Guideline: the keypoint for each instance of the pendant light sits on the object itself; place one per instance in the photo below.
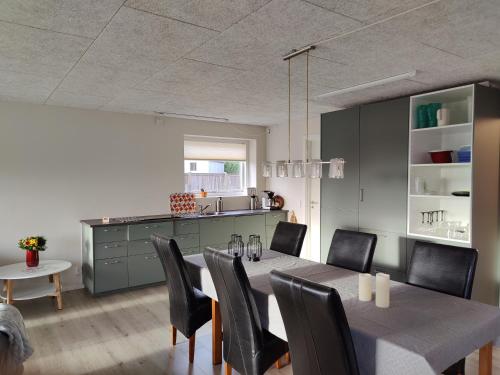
(302, 168)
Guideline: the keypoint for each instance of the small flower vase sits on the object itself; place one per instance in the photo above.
(32, 259)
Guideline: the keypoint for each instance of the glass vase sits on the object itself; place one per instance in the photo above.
(32, 258)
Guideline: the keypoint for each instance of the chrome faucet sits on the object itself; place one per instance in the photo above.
(202, 209)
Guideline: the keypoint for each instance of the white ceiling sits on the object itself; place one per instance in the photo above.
(223, 58)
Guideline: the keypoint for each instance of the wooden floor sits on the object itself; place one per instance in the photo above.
(126, 333)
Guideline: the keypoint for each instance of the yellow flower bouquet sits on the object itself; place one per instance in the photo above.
(34, 243)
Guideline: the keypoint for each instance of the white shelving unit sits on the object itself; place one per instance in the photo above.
(452, 217)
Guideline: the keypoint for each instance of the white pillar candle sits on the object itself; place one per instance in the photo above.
(365, 287)
(382, 290)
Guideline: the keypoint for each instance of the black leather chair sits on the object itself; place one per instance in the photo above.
(316, 327)
(288, 238)
(352, 250)
(446, 269)
(247, 347)
(189, 308)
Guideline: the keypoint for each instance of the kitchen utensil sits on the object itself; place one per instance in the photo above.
(464, 154)
(432, 109)
(441, 156)
(443, 116)
(219, 205)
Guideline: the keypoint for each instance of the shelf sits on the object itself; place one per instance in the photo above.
(442, 165)
(443, 129)
(438, 238)
(435, 196)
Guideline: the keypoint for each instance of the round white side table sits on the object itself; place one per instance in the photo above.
(19, 271)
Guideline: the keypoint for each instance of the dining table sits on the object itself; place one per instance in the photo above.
(421, 332)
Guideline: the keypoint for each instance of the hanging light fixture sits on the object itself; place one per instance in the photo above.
(302, 168)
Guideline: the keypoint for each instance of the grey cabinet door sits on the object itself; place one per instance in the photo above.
(384, 180)
(384, 165)
(111, 274)
(145, 269)
(339, 198)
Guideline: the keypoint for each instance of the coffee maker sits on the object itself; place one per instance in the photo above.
(268, 202)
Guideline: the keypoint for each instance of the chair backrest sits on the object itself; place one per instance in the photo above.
(316, 326)
(443, 268)
(288, 238)
(352, 250)
(180, 289)
(243, 334)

◆ **INSTRUCTIONS FOR THE TASK**
Except for the pictures, copy the material above exactly.

◆ **ANSWER TO THIS TASK**
Guideline: the keypoint for each instance of the pendant light sits on the object itself; place one per instance in the photo below.
(302, 168)
Guideline: the keypoint for each instance of the small flower vase sits on the object itself; place one per instance in the photo above.
(32, 259)
Guideline: the keypoint for each instance of the glass vase sits on the object itself; place one per instance in the photo above.
(32, 258)
Guideline: the keypoint for each instance of the chrome faucet sits on the object itself; place one per instance in the photo above.
(202, 209)
Guideline: the keypoint for each instance of the white ceiling sits on the object itself; place one per instance in the photo above.
(223, 58)
Guideline: the keypoint for each instance of the wooden floor sits on the object itself; place one per instance in the photo above.
(126, 333)
Guideline: the keypoint for each instance of the yellow flower bouquet sits on the object itself; place one per instance in the photo above.
(34, 243)
Guideline: the keypoint for each instance of the white shelving unit sits on the object itself; place one per instance in the photo above.
(452, 217)
Guideline: the keypoint for each instance of the white pillar candle sits on the object itself; place one per instance in the photo above.
(365, 287)
(382, 290)
Guideline: the keypoint for each instance of the black leather chair sits on the object itself; place one per instance in the photo above.
(316, 327)
(288, 238)
(352, 250)
(446, 269)
(247, 347)
(189, 308)
Guideline: the keypoint for each instance of the kitchen utensil sits on the object itself; place one per instance in the photo above.
(464, 154)
(432, 109)
(441, 156)
(443, 116)
(219, 205)
Guideline: the keypoint for each instance of the shelf sits on the object itself; place one per instance in the photo above.
(442, 165)
(443, 129)
(438, 238)
(435, 196)
Guideline: the keypoint for each instance of the round white side table sits on the object itself; place one per instance in the photo above.
(19, 271)
Guideline: the keypoint for each instance of the dining table sits on the object itself; place one per instance in the photo above.
(421, 332)
Guideline: the keypoint for each instance of the hanging light fixture sits on the object itself; place one per instance in the photo above.
(302, 168)
Guideline: the keypoint for each instance of the grey cabinet door sits on the object itself; place one per instance in the photo above.
(384, 180)
(384, 165)
(111, 274)
(145, 269)
(339, 198)
Guideline: the keypoint for each instance of the coffee maker sits on the object itself; place one per instance in the photo above.
(268, 202)
Guideline: the keypoint for each instance of the chair backrest sits on the object itself; place one per instance in the photo above.
(316, 326)
(443, 268)
(288, 238)
(352, 250)
(180, 289)
(243, 334)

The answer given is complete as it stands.